Start of Text

When a family has experienced trauma, exile or displacement, the portrait becomes particularly charged. At London gallery Autograph’s group exhibition, I Still Dream of Lost Vocabularies (on until 21 March), a series of family portraits reminds me of my own family albums featuring my grandparents in Sri Lanka – smartly dressed, handsome figures arranged by age and posing against tropical backgrounds. Yet in Sabrina Tirvengadum’s images, the closer you get, the more confused the details: stairs lead to nowhere, tables float, faces are warped and bodies have odd proportions. They are glitches produced by the AI tool she uses to create the works. 

Tirvengadum grew up in the UK with Mauritian-born parents, and had few photographs of her relatives. “With my family mainly in Mauritius, I had images from my family archive but little context around stories like the Indian indenture system,” she says of the colonial labour regime that saw more than 1.6 million Indian workers taken to the British colonies. “That distance and those historical gaps made me feel disconnected. Exploring them through art became a way to reconnect with my roots.” 

For people who had to leave their homes without photos, AI can reimagine “moments where no images exist”, says Tirvengadum. “It’s an opportunity to restore what has been lost and to retell stories. It becomes a way of saying, ‘We exist here too.’”

While researching her surname, Tirvengadum discovered a link, confirmed by DNA, to a French aristocratic family, the Marrier d’Unienvilles, for whom her great-grandmother had worked as a maid. It changed completely the notion she had of her family history. “The work has opened up conversations we hadn’t really had before and has brought people closer,” she says. “There have been questions about why I’m doing it, but there’s also an understanding that this wider history of indentureship needs to be spoken about.”

Somerset-based painter Antonia Showering became particularly interested in painting her family while she was a student because they were reliably available. It’s another tradition: James Abbott McNeill Whistler’s dour portrait of his mother from 1871 only exists because his original model didn’t show up. Showering painted her younger brother most frequently while at the Slade School of Fine Art in London. “I assumed he was delighted to feature, but when I asked him about it, he seemed indifferent, and on reflection, that’s probably why it was him I chose to paint most at that time,” she says. “He didn’t sit in interesting positions, or get upset if it was distorted or unflattering. He also became a father young, so seeing our roles within the family move along life’s conveyor belt made me want to paint that.”

Showering’s latest paintings are still informed by family relationships. In the artist’s 2025 solo exhibition at Timothy Taylor’s gallery in New York, several paintings featured her late grandmother, whom she lived with for many years. “During my grandmother’s illness, I struggled to paint anyone else. I wanted to hold on to her, to remember her hands, her hair.” In the painting 5L, from 2024, several figures swirl together in a loving, hazy embrace. “As the work was developing, I realised I had painted our final moment with my grandmother, with family surrounding her,” she recalls.

But for Showering, it’s important that once the work leaves the studio, she doesn’t “put too much onus on who the figures are”. She hopes the viewer will “recognise relationships from their own worlds and histories”.

End of Text
Start of Data records

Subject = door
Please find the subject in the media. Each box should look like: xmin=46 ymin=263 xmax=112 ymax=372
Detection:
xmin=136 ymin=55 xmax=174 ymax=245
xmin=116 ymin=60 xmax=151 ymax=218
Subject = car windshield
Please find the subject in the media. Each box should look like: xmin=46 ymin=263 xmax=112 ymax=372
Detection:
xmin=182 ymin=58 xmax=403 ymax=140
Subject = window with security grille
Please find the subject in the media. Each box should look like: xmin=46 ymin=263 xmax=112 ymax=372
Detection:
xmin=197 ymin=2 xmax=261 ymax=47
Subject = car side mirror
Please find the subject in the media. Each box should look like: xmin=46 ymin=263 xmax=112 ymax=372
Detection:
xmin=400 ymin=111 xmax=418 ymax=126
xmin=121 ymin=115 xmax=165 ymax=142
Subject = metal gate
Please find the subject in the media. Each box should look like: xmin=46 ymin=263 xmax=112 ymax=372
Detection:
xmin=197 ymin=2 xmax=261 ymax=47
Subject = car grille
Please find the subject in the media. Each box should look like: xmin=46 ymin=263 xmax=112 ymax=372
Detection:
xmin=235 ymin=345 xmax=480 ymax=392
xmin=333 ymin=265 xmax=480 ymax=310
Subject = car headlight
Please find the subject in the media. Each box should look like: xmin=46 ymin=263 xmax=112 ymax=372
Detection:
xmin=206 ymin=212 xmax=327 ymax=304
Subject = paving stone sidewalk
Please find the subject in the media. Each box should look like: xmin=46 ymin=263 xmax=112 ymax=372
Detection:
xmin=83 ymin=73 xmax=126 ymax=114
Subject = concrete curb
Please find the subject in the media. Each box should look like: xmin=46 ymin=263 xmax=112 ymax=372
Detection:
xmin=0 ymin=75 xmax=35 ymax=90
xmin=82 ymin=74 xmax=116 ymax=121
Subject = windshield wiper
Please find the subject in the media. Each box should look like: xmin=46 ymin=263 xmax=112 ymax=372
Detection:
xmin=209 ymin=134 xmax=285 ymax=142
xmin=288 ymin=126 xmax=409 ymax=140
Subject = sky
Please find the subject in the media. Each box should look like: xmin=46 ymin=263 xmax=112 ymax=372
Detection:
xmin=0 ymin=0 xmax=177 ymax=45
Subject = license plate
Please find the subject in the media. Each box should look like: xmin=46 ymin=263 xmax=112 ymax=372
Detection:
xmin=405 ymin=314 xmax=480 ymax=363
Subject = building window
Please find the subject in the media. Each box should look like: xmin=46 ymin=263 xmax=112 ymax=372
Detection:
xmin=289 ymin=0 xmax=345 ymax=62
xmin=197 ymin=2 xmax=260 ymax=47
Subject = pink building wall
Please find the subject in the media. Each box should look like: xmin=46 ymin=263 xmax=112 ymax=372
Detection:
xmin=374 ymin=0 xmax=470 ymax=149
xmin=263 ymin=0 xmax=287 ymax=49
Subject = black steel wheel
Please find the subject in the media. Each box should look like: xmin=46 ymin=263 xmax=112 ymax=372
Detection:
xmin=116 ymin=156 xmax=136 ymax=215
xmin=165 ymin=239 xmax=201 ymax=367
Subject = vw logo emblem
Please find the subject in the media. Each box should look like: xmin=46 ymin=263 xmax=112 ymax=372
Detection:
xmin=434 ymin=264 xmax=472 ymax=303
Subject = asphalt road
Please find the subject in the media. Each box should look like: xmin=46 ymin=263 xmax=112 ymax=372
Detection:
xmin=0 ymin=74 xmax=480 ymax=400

End of Data records

Exercise requirements:
1 - Copy the stretch of the article on family portraits from "When a family" through "create the works." word for word.
2 - Summarize the article on family portraits in two sentences.
3 - Answer these questions from the article on family portraits:
(a) Until what date is I Still Dream of Lost Vocabularies on?
(b) How many Indian workers were taken to the British colonies under the indenture system?
(c) Which family member did Showering paint most often at the Slade School of Fine Art?
These entries have no connection to the article on family portraits.

Expected responses:
1 -
When a family has experienced trauma, exile or displacement, the portrait becomes particularly charged. At London gallery Autograph’s group exhibition, I Still Dream of Lost Vocabularies (on until 21 March), a series of family portraits reminds me of my own family albums featuring my grandparents in Sri Lanka – smartly dressed, handsome figures arranged by age and posing against tropical backgrounds. Yet in Sabrina Tirvengadum’s images, the closer you get, the more confused the details: stairs lead to nowhere, tables float, faces are warped and bodies have odd proportions. They are glitches produced by the AI tool she uses to create the works.

2 - Sabrina Tirvengadum, whose work appears in Autograph's exhibition I Still Dream of Lost Vocabularies, uses an AI tool to create family portraits that explore her Mauritian family history, including the Indian indenture system. Somerset-based painter Antonia Showering has painted her family from her younger brother at art school to her late grandmother, but she hopes viewers will recognize relationships from their own worlds and histories.

3 -
(a) 21 March
(b) More than 1.6 million
(c) Her younger brother